=== What to produce ===
Transcribe the entries that follow exactly as they appear, minus pictures.

[[ Data to process open ]]

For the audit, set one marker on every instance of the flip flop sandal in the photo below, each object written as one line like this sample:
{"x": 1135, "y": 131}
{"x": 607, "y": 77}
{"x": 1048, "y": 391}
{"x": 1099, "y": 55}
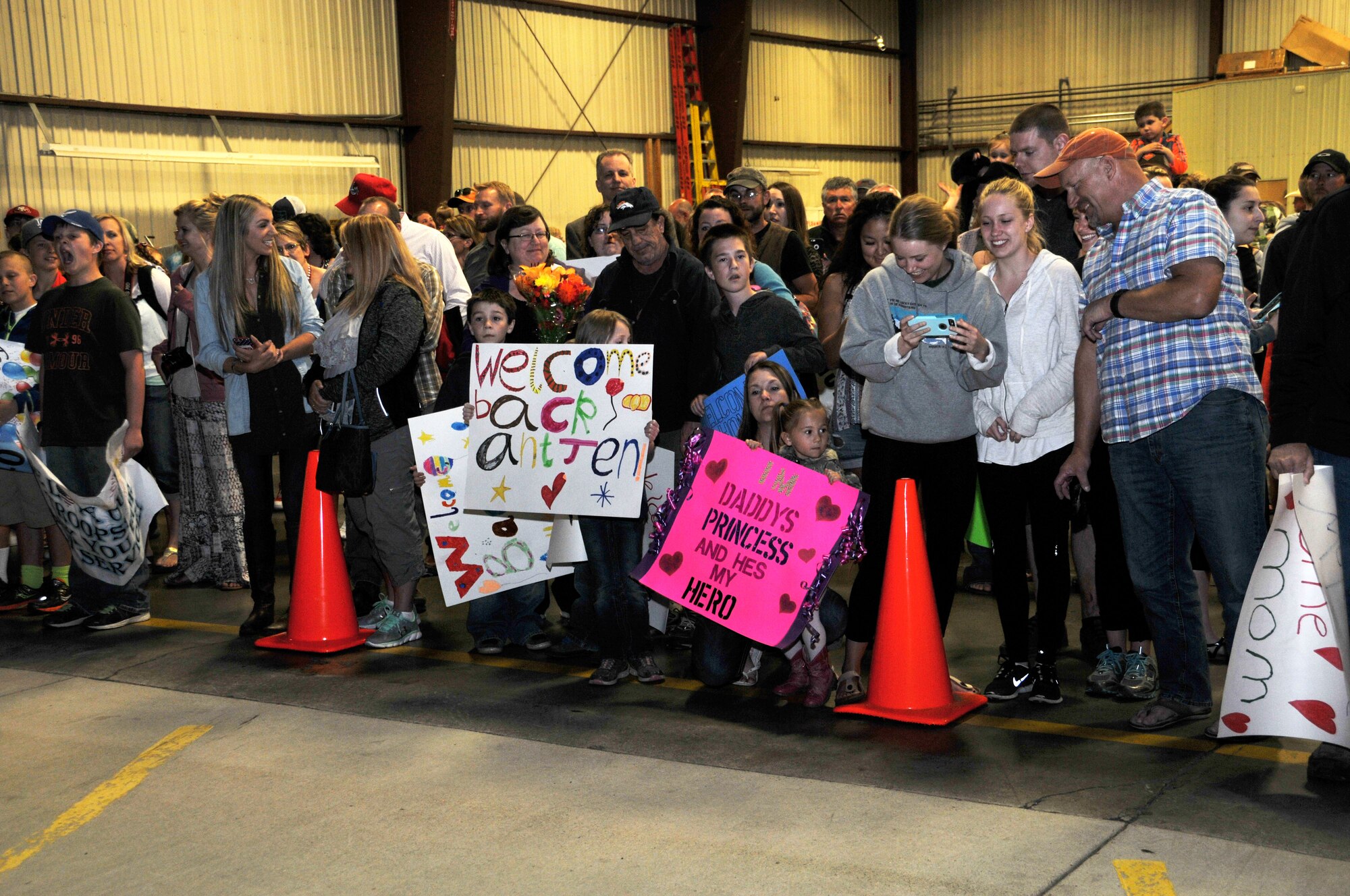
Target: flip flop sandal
{"x": 850, "y": 690}
{"x": 1172, "y": 713}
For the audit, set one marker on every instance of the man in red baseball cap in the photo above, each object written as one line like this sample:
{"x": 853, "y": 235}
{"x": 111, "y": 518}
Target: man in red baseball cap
{"x": 16, "y": 219}
{"x": 365, "y": 187}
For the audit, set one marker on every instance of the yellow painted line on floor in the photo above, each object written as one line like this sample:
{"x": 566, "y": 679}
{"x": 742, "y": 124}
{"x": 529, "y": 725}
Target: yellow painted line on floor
{"x": 1143, "y": 878}
{"x": 92, "y": 806}
{"x": 1033, "y": 727}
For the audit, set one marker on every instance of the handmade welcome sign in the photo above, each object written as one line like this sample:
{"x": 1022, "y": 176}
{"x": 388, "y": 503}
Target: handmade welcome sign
{"x": 750, "y": 539}
{"x": 477, "y": 554}
{"x": 723, "y": 408}
{"x": 1287, "y": 674}
{"x": 20, "y": 384}
{"x": 560, "y": 428}
{"x": 107, "y": 532}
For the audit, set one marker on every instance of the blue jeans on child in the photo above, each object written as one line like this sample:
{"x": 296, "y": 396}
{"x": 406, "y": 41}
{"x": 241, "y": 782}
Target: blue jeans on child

[[ Data to process closed ]]

=== Exercise solution ===
For the audit, set one marker on every instance of the flip flop sandal in the photo below, each object written as one line like this sample:
{"x": 1135, "y": 131}
{"x": 607, "y": 77}
{"x": 1048, "y": 391}
{"x": 1099, "y": 55}
Target: flip flop sandal
{"x": 850, "y": 690}
{"x": 1172, "y": 713}
For the audit, set one marker on every instance of the man in red baseball cap in the photo above, each object written as one line like this sample:
{"x": 853, "y": 235}
{"x": 111, "y": 518}
Target: man in red baseball cap
{"x": 16, "y": 219}
{"x": 365, "y": 187}
For the audit, set one marker on every instance of the yellow painted line on floor in the photo above, each object written as one line like this sample:
{"x": 566, "y": 679}
{"x": 742, "y": 124}
{"x": 529, "y": 725}
Target: yellow painted line on floor
{"x": 1143, "y": 878}
{"x": 92, "y": 806}
{"x": 1033, "y": 727}
For the audit, set one marker on every instance of the handmade welcome sign in the photo above, each object written as one line like this sample:
{"x": 1022, "y": 176}
{"x": 388, "y": 503}
Target: handmade welcome sign
{"x": 750, "y": 539}
{"x": 477, "y": 554}
{"x": 723, "y": 408}
{"x": 1287, "y": 674}
{"x": 20, "y": 384}
{"x": 560, "y": 428}
{"x": 107, "y": 532}
For the audit, set one marker on every instance of the blue jeans on child in the photo above, each object written as one line like this sample:
{"x": 296, "y": 396}
{"x": 406, "y": 41}
{"x": 241, "y": 782}
Target: blue jeans on child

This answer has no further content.